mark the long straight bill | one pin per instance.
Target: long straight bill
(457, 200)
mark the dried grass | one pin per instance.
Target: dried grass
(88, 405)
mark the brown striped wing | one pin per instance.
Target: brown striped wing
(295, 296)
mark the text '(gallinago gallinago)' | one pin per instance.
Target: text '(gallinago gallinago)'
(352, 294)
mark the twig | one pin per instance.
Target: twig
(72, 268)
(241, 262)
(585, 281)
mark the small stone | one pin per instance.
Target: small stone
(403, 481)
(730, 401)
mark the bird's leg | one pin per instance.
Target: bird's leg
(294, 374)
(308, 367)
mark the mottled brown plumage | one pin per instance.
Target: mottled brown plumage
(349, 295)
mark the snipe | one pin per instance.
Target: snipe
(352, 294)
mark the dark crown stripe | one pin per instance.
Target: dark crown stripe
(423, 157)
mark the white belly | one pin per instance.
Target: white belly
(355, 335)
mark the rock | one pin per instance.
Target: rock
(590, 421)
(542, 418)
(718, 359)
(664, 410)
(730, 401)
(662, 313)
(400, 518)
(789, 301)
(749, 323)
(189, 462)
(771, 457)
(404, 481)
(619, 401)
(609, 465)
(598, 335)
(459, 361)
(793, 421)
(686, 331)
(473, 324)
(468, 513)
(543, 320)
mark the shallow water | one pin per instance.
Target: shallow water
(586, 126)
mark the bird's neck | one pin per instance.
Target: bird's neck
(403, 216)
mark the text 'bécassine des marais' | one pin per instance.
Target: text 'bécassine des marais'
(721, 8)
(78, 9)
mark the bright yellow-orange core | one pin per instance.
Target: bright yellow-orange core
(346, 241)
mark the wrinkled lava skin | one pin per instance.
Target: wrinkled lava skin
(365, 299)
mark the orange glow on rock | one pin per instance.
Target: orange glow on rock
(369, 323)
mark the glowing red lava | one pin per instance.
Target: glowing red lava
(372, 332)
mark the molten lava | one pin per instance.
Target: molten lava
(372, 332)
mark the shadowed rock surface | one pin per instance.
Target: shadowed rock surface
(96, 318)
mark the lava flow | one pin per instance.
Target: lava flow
###
● ACTIVITY: In the listing above, find the line containing "Target: shallow water" and the line containing "mark the bright". Output them and every line between, exactly, and nothing else.

● REPLY TO THE TASK:
Target: shallow water
(586, 126)
mark the bird's neck | one pin per instance.
Target: bird's neck
(403, 216)
mark the text 'bécassine des marais' | one pin per instance.
Target: text 'bécassine des marais'
(721, 8)
(78, 9)
mark the bright yellow-orange core | one pin per instance.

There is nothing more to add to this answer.